* [REQUESTS]
1) Answer these questions about the thread on The Man in the High Castle:
(a) Who controls the western coast of the U.S. in the story?
(b) Which part of the pilot did nova call hit or miss?
(c) On what date will all episodes be available?
2) Output a passage from the thread on The Man in the High Castle without changes. Begin at the words "I am a big Philip" and stop after "very good show.".

--- START TEXT PASSAGE ---

# The Man in the High Castle



## tripplej (Oct 23, 2011)

Amazon released the pilot of the series "The Man in the High Castle" which is based off the book.

It is the story of what if the Axis power won instead of the Allies.

It picks up 20 years after the war and the western coast of the U.S. is controlled by the Japanese and the Eastern coast is controlled by the Germans.

The pilot looks great.. Will see how the series goes. 

Anybody catch it?


----------



## nova (Apr 30, 2006)

Have not watched yet but it does look interesting. I have always liked Philip K. Dick's novels.


----------



## AudiocRaver (Jun 6, 2012)

I am a big Philip Dick fan. Have not seen this, but I will check it out. Thanks.


----------



## nova (Apr 30, 2006)

Okay, watched it. The visuals and cinematography was fantastic but for me the acting was kinda hit or miss. Looks like it could be a very good show.


----------



## tripplej (Oct 23, 2011)

yeah, I agree the visuals and cinematography were great. To me acting was good but then again, I am not a judge or anything. lol. 

From the pilot, it does look like it will be a good series. 

only drawback now is that I have to wait..


----------



## tripplej (Oct 23, 2011)

Just to give update.

This weekend you can watch episode 1 and episode 2.

All episodes will be available November 20, 2015.

The story is very interesting. I will have to check out the book eventually.


----------

--- END TEXT PASSAGE ---
--- START ENTRIES SHOWN ---

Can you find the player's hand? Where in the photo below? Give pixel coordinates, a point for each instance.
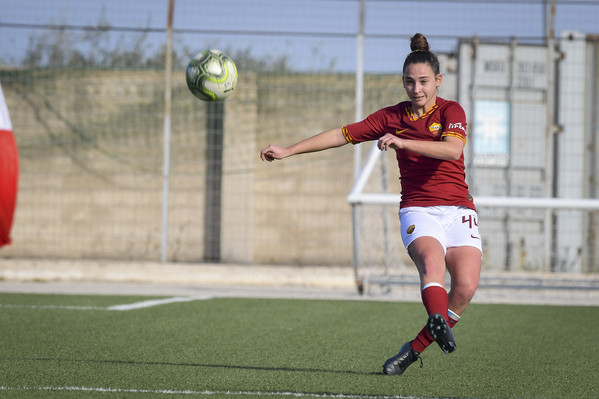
(390, 141)
(272, 152)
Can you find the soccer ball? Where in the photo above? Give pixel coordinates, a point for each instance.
(211, 75)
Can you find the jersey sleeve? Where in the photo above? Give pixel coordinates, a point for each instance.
(371, 128)
(453, 120)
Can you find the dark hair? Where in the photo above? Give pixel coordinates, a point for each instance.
(421, 54)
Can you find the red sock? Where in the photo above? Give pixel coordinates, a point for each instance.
(435, 300)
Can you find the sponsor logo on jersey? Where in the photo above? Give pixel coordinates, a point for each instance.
(435, 128)
(456, 126)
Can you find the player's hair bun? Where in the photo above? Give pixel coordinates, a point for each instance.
(419, 43)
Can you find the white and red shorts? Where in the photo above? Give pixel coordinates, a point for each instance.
(452, 226)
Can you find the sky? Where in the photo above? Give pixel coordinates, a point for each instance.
(311, 34)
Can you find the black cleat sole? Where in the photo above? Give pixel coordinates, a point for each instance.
(441, 332)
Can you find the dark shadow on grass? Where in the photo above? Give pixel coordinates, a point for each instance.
(222, 366)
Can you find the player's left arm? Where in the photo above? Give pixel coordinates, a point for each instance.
(449, 149)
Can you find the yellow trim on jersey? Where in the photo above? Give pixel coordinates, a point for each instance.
(453, 134)
(347, 136)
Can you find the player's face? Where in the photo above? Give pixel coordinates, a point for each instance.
(421, 86)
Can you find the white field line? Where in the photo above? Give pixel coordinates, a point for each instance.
(155, 302)
(208, 393)
(124, 307)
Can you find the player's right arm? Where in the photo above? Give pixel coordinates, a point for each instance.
(322, 141)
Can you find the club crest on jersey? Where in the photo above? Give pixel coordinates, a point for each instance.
(435, 128)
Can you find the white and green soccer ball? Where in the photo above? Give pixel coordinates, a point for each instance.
(211, 75)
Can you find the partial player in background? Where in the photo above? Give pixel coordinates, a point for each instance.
(439, 224)
(9, 171)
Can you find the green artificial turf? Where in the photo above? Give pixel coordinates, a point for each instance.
(72, 346)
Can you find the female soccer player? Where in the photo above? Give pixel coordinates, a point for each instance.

--- END ENTRIES SHOWN ---

* [EXERCISE ANSWERS]
1)
(a) The Japanese.
(b) The acting.
(c) November 20, 2015.

2)
I am a big Philip Dick fan. Have not seen this, but I will check it out. Thanks.


----------



## nova (Apr 30, 2006)

Okay, watched it. The visuals and cinematography was fantastic but for me the acting was kinda hit or miss. Looks like it could be a very good show.